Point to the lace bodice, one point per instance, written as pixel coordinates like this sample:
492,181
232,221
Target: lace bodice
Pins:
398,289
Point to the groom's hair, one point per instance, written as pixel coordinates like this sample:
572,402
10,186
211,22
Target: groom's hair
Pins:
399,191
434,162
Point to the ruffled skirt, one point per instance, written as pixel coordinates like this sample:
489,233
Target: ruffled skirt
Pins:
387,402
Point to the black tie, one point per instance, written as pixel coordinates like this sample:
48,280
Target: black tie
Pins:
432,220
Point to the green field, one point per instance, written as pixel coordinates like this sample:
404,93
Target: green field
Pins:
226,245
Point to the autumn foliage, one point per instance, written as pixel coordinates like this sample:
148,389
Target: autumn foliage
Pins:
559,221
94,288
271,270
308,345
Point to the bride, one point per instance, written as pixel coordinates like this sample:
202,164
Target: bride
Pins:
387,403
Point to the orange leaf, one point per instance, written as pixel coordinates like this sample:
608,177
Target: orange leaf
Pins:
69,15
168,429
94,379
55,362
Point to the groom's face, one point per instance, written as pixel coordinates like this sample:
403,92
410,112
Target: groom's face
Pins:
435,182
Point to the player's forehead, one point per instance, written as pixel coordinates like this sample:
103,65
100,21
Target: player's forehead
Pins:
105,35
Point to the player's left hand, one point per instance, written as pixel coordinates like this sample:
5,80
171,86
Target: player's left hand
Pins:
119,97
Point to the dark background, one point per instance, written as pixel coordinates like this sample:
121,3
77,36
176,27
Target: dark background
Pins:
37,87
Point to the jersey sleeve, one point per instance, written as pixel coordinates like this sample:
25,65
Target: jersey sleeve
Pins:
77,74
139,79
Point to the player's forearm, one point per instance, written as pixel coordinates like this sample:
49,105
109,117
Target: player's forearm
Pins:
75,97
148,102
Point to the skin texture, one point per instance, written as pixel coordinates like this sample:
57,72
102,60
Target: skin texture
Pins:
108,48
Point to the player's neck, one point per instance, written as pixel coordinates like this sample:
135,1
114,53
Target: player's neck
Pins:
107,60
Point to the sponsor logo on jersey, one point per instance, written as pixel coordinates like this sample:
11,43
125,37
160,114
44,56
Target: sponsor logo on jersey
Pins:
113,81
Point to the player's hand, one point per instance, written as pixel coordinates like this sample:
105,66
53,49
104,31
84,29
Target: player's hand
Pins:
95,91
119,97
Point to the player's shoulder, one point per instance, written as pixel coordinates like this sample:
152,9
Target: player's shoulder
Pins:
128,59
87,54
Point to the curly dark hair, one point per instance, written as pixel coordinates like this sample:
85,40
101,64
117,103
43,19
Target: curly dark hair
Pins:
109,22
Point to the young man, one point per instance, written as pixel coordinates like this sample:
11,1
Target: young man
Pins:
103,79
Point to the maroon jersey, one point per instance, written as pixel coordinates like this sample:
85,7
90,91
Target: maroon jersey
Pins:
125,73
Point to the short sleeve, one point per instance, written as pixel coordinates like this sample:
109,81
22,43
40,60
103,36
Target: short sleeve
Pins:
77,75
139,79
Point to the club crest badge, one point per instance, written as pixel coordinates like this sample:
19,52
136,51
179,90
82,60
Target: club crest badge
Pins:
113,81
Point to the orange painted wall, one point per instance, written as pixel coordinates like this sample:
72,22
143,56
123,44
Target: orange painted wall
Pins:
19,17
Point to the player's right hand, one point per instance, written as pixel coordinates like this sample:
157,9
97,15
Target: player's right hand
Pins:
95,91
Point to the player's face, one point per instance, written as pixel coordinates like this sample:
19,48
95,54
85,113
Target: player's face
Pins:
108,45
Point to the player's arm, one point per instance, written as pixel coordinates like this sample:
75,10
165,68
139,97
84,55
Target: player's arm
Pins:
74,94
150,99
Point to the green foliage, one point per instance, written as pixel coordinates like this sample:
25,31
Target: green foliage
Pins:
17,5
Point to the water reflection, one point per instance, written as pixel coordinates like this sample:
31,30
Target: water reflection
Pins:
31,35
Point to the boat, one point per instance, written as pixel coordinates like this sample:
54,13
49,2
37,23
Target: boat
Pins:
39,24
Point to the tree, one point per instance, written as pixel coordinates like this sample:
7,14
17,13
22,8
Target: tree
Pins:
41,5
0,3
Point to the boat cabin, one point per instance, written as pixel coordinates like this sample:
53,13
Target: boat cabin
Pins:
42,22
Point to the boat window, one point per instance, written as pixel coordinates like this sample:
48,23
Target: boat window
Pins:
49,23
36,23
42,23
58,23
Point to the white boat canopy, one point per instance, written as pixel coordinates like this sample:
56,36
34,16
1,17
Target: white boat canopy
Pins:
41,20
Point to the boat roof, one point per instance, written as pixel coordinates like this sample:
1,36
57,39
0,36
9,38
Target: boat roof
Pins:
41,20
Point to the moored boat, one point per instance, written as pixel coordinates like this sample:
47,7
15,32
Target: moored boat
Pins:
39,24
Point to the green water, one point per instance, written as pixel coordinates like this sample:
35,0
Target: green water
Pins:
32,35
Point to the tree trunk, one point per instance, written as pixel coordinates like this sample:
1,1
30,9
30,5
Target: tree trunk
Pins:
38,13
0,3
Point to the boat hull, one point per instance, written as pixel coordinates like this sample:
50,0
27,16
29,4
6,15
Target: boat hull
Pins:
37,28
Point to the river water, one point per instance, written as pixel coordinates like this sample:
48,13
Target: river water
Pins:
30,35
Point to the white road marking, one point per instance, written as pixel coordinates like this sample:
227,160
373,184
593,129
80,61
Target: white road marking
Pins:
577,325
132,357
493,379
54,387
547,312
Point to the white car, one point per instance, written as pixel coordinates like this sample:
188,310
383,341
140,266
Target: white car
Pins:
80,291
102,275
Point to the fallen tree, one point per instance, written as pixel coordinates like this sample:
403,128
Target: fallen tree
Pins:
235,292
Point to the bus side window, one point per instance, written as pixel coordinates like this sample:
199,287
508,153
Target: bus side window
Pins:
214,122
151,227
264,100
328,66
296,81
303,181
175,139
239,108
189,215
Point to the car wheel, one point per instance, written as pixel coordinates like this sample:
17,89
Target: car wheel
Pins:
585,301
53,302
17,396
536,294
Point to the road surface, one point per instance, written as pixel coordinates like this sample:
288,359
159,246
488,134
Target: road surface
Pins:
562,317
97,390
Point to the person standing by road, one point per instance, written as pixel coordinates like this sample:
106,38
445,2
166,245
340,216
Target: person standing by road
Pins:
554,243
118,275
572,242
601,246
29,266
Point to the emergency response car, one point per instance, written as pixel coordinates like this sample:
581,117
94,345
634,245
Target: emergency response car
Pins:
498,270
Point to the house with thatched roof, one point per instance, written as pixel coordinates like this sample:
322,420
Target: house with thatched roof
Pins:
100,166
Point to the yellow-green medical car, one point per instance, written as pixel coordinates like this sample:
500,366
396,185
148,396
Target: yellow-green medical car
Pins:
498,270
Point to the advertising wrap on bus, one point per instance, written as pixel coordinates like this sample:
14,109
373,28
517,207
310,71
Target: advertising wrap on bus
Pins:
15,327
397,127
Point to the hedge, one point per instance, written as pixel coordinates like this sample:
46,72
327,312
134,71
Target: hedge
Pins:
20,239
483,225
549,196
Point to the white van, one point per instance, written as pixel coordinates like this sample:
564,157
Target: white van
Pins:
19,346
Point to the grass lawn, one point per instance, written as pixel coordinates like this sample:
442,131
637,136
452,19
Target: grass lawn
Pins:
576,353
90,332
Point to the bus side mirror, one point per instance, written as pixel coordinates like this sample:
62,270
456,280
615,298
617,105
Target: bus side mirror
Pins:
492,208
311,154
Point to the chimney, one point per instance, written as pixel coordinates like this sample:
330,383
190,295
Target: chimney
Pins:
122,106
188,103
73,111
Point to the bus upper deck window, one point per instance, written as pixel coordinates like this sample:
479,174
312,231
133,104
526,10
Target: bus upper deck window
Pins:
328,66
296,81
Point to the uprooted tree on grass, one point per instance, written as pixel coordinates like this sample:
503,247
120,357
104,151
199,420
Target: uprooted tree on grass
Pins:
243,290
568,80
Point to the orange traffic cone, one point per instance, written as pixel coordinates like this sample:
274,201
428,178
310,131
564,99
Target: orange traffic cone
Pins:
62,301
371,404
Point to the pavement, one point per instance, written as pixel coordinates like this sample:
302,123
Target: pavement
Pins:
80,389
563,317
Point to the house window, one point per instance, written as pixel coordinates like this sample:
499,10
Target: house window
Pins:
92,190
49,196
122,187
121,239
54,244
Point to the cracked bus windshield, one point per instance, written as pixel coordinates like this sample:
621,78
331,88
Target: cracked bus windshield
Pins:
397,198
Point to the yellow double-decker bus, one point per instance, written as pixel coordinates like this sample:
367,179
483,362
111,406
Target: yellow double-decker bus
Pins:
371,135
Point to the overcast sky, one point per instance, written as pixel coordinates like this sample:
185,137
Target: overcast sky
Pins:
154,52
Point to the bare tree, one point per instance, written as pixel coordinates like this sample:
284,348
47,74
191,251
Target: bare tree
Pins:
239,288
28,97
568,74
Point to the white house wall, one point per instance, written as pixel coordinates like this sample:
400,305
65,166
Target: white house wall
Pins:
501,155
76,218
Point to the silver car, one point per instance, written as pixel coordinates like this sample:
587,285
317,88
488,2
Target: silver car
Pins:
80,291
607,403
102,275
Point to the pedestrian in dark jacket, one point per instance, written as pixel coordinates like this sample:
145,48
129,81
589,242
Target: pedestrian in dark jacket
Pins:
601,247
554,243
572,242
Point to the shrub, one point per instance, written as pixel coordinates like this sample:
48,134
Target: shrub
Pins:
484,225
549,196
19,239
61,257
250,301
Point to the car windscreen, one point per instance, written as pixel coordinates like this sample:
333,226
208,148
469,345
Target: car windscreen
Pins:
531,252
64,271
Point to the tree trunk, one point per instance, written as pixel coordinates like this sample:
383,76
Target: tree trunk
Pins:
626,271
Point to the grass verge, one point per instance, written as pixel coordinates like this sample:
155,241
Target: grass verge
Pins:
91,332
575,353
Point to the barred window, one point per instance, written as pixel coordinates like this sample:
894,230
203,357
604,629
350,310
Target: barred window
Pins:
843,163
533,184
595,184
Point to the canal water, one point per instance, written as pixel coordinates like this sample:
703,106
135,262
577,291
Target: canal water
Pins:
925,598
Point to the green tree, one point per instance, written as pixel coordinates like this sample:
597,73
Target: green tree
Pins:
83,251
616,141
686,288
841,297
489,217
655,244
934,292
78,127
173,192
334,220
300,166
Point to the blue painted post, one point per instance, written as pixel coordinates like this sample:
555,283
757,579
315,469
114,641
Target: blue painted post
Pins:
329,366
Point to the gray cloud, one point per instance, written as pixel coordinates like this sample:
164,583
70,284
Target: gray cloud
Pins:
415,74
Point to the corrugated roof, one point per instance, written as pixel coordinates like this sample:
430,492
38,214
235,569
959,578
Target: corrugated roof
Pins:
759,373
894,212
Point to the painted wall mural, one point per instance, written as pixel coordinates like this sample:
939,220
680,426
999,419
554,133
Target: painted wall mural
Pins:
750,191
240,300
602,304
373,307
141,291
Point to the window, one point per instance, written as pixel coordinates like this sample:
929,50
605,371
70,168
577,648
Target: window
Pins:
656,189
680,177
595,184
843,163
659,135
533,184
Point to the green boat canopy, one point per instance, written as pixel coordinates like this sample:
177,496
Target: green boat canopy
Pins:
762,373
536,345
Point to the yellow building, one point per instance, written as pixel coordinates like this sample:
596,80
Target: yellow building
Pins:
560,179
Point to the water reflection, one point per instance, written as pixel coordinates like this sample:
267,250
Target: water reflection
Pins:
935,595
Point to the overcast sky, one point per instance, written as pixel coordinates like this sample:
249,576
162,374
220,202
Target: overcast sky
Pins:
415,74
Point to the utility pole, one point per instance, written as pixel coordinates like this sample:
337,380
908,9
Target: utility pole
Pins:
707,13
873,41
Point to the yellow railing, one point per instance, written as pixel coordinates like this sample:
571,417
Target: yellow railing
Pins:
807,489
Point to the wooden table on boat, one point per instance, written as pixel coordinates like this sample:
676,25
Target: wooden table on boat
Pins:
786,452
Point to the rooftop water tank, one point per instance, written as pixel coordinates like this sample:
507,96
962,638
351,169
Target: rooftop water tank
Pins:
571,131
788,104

****************

● **TASK ITEM**:
Your answer should be the line with "Point to the gray" and all lines after it in the listing above, repeated exactly. No other lines belong.

● **TASK RESPONSE**:
Point to the gray cloud, one point per instance, written as pixel coordinates like this sample:
164,583
70,284
Target: gray cloud
Pins:
415,74
Point to the corrugated roof, one point per instance, written as pixel coordinates like this sample:
430,492
38,214
235,569
959,578
Target: corrugated roof
Pins:
759,373
894,212
Point to the painted wall mural, one point per instance, written as pixel coordinates like this sample:
939,220
680,426
999,419
554,133
Target: painted wall mural
Pins:
750,191
240,300
602,304
373,307
141,291
Point to the window, one point per instance, written as pixel coordinates like this sample:
929,50
605,371
70,168
577,648
Target: window
Pins:
656,189
680,177
595,184
843,163
659,135
533,184
Point to the green boat canopy, one point per instance, written as pixel coordinates like this sample:
177,496
Target: green boat canopy
Pins:
762,373
536,345
Point to the yellow building, one point per instance, written as pixel coordinates like this sample:
596,80
Target: yellow building
Pins:
560,179
Point to the water reflection, one point per instance, written as pixel coordinates like this sample:
267,250
Target: water reflection
Pins:
935,595
Point to the overcast sky, one point per instance, written as pixel coordinates like this sample:
249,576
162,374
220,202
Target: overcast sky
Pins:
415,74
Point to the utility pole, one point per instance, written as pixel coordinates like this sample:
337,380
908,9
Target: utility pole
Pins:
707,13
873,41
Point to the yellow railing, one point per instance, written as pixel coordinates like this sample:
571,417
Target: yellow railing
Pins:
807,489
Point to the wooden table on boat, one point per instance, written as pixel coordinates like this sample:
676,25
Target: wooden table on boat
Pins:
786,452
Point to the rooftop water tank, one point per instance, written as pixel coordinates like this sample:
507,96
962,638
351,169
Target: rooftop water tank
Pins:
571,131
788,104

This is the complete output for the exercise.